___ GIVEN ENTRIES ___
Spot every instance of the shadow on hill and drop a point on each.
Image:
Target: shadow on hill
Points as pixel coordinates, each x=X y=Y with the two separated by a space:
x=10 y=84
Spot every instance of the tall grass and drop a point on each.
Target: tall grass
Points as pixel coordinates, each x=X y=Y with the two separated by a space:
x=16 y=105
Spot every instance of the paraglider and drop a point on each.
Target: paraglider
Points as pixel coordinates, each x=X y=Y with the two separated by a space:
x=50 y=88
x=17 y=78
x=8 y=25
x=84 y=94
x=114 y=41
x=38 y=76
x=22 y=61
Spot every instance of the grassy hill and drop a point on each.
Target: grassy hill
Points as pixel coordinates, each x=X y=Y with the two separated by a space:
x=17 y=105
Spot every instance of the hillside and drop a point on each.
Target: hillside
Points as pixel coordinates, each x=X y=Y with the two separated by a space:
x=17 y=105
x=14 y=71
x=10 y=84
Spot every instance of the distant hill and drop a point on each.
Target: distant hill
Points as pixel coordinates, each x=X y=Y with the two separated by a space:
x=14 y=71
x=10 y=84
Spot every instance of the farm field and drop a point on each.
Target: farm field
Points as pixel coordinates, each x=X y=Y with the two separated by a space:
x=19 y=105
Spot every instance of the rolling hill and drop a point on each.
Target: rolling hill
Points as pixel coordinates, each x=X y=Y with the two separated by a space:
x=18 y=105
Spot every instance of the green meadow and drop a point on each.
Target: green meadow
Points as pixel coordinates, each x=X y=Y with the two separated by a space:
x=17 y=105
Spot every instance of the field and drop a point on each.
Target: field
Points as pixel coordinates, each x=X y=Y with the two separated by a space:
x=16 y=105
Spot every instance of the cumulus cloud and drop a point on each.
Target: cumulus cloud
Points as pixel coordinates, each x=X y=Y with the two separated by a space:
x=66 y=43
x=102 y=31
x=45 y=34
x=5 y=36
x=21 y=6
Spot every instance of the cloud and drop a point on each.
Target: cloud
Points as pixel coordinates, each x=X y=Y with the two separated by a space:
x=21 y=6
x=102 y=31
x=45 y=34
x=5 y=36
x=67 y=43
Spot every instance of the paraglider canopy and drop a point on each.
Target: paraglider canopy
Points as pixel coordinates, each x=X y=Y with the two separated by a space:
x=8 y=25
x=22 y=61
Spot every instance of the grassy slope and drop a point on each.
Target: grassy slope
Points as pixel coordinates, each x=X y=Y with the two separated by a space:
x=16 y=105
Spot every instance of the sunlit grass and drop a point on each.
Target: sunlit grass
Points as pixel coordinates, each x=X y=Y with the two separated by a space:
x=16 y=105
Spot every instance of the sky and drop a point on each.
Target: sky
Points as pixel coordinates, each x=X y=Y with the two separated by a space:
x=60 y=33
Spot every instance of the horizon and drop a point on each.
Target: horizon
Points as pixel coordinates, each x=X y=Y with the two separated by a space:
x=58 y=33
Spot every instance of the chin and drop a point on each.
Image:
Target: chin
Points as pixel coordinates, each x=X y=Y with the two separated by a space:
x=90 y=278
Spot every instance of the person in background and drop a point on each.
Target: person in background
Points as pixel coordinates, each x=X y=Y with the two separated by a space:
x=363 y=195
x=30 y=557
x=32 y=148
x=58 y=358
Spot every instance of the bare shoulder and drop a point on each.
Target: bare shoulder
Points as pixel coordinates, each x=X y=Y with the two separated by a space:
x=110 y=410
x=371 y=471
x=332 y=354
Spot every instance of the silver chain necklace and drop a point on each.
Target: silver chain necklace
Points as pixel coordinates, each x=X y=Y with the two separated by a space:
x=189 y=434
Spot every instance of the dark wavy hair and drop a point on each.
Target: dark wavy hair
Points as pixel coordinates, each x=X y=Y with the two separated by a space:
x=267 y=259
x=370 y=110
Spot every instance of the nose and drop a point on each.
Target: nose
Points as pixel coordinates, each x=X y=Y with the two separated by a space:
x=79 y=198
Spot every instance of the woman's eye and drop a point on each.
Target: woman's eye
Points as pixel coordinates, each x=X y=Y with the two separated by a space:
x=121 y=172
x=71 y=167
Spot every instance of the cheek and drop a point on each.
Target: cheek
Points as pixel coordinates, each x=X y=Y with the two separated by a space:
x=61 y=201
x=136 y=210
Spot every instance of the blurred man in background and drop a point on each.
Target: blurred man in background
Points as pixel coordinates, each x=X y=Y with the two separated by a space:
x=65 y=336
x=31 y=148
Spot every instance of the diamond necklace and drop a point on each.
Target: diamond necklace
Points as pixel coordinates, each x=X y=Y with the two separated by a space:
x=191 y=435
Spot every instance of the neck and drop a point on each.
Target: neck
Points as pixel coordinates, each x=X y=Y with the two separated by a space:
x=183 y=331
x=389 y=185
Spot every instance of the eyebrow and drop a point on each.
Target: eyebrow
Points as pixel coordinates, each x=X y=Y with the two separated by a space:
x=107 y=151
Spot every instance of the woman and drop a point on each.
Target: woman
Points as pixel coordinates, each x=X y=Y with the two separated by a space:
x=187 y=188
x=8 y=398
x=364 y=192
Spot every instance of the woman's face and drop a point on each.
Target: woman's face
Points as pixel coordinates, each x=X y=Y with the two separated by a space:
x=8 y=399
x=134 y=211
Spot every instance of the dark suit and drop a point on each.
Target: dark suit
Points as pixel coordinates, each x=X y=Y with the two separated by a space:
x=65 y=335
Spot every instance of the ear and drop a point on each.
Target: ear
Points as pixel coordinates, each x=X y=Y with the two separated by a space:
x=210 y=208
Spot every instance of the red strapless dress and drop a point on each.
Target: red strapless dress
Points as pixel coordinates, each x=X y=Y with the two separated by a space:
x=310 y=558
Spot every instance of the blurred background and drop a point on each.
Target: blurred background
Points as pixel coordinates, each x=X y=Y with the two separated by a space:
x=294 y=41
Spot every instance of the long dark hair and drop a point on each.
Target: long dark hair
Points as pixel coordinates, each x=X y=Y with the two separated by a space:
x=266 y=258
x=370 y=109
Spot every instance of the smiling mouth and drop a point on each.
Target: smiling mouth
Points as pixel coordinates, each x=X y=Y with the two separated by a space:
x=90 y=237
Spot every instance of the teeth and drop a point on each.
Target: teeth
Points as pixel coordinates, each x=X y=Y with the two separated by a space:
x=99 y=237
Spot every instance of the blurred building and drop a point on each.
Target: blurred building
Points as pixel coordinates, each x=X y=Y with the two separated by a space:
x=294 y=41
___
___ GIVEN ENTRIES ___
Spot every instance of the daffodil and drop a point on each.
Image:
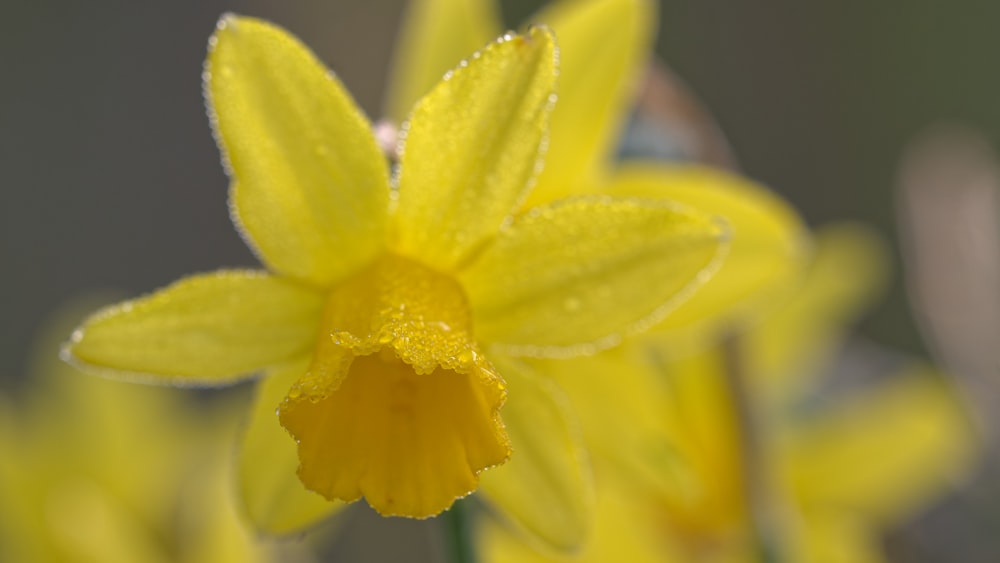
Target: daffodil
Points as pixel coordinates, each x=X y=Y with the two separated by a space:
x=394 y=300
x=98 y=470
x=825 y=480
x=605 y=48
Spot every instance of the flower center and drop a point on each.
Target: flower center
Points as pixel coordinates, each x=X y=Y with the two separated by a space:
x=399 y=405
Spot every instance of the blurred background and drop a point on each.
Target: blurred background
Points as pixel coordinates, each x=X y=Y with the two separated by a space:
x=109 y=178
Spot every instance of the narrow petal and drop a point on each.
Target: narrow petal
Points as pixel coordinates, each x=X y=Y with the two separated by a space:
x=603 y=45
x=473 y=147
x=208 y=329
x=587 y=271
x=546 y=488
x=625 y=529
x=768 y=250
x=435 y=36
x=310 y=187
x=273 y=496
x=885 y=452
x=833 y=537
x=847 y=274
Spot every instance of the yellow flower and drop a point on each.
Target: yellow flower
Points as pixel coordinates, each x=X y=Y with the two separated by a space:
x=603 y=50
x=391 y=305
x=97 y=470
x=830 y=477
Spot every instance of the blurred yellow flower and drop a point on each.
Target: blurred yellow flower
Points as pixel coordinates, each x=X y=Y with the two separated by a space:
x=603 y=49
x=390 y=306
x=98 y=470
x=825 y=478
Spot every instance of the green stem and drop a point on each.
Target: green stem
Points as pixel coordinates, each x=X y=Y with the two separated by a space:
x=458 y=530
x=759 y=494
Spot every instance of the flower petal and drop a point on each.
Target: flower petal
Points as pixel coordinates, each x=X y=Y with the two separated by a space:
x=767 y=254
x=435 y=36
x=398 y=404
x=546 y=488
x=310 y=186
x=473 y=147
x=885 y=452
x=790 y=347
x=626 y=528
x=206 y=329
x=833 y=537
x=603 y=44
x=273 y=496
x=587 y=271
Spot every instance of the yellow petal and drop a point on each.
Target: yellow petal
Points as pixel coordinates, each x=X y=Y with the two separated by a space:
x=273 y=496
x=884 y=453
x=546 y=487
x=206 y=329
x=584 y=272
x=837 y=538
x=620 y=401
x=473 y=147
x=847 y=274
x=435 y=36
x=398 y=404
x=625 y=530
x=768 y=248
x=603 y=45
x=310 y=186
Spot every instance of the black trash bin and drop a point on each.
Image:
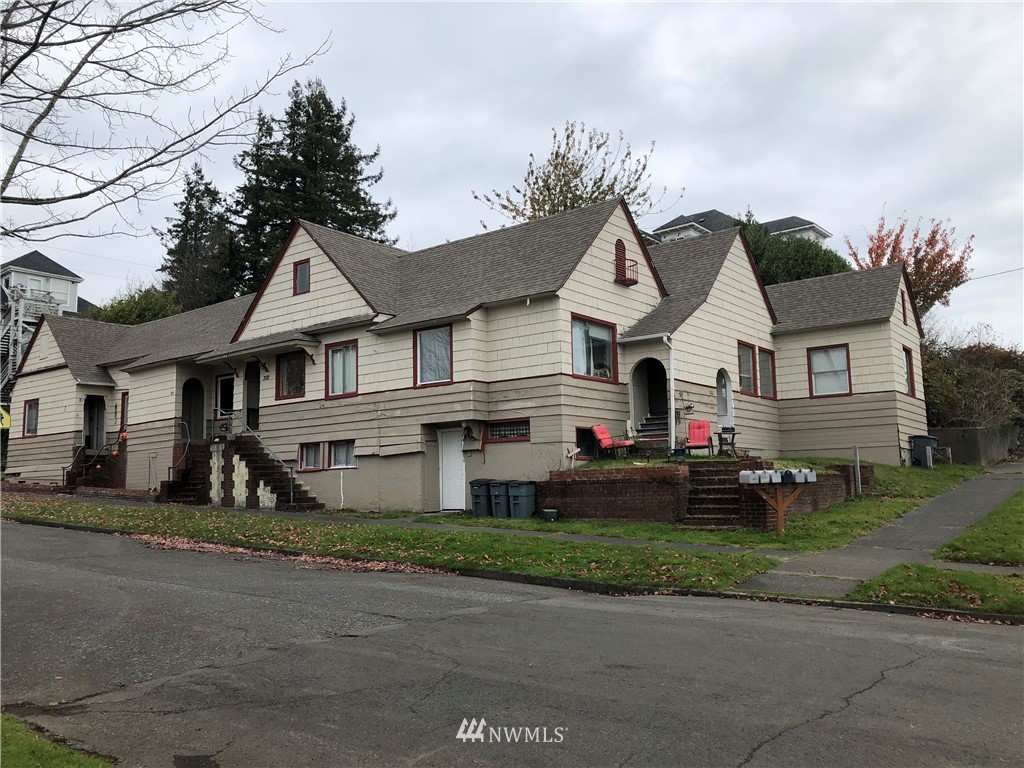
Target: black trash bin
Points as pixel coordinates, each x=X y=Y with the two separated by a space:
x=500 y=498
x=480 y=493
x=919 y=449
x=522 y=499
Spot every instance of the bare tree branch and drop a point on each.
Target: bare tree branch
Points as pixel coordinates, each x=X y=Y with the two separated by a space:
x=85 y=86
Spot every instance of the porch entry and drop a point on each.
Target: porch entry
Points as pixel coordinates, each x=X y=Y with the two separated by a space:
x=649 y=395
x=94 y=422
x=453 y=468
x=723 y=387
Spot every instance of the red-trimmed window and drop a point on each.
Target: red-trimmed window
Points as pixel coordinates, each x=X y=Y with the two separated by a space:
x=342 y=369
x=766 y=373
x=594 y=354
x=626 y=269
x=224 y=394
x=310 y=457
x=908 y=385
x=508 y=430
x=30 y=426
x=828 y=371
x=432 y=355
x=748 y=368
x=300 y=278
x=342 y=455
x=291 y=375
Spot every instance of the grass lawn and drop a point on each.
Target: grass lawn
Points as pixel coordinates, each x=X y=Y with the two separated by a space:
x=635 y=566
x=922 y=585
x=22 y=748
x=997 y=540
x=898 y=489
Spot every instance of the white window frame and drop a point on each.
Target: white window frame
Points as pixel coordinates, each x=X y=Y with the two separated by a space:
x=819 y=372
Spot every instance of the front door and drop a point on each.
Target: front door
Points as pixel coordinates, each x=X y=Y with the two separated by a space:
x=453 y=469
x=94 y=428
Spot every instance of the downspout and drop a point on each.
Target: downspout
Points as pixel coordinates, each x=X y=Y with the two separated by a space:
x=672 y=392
___
# WHAT THE EXERCISE ASKS
Within the listing above, extract exactly the lines that run from the one containing "Target: flower center" through the one containing "Target: bare tree branch", excluding any pictures.

# EXERCISE OUTPUT
Target: flower center
Points as pixel coordinates, each x=X y=Y with the two separated by a space:
x=399 y=405
Spot every instance of the blurred background and drop a point on each.
Target: blurred background
Points as pixel coordinates, each x=X y=Y with the two separated by a space:
x=109 y=178
Spot every instance of the narrow petal and drop a point on each.
Target: narrow petal
Points as pixel coordinates, each x=X y=Y with the two separated by a space:
x=603 y=45
x=473 y=147
x=208 y=329
x=587 y=271
x=546 y=488
x=625 y=529
x=768 y=250
x=435 y=36
x=310 y=187
x=273 y=496
x=885 y=452
x=833 y=537
x=847 y=274
Spot every instance of the yellow flower and drop a point on each.
Target: yellow flower
Points as pixel coordinates, each x=X y=Y with the two separated by a space:
x=603 y=50
x=391 y=305
x=97 y=470
x=830 y=477
Spot every instance of the blurred yellow flower and drop a point on each.
Target: blurred yellow flower
Points as pixel coordinates, each x=X y=Y with the two separated by a space:
x=603 y=49
x=390 y=306
x=98 y=470
x=825 y=478
Spot every instance of the green stem and drop a point on each.
Target: green stem
Points as pixel coordinates, each x=X y=Y with the two separated by a space:
x=458 y=530
x=759 y=494
Spot every instance of the flower petal and drop a point on each.
Target: flower petal
Points as pixel coordinates, each x=X y=Y with the two separated by a space:
x=767 y=254
x=435 y=36
x=398 y=404
x=546 y=488
x=310 y=186
x=473 y=147
x=885 y=452
x=790 y=347
x=626 y=528
x=206 y=329
x=833 y=537
x=603 y=44
x=273 y=496
x=587 y=271
Spot every instance of the yellow petal and drop a point on each.
Target: yellow petal
Points as pixel coordinates, each x=X y=Y with the two separated by a space:
x=273 y=496
x=884 y=453
x=546 y=487
x=206 y=329
x=584 y=272
x=837 y=538
x=620 y=401
x=473 y=147
x=847 y=274
x=435 y=36
x=398 y=404
x=625 y=530
x=768 y=248
x=603 y=45
x=310 y=186
Spot every instance of the black trash bin and drop a point on each.
Image:
Target: black trash bin
Points as pixel coordinates, each x=X y=Y with the two separated by a space:
x=500 y=498
x=480 y=493
x=919 y=449
x=522 y=499
Spot every instance of the bare tree branch and drop a point on each.
Target: bare tree branch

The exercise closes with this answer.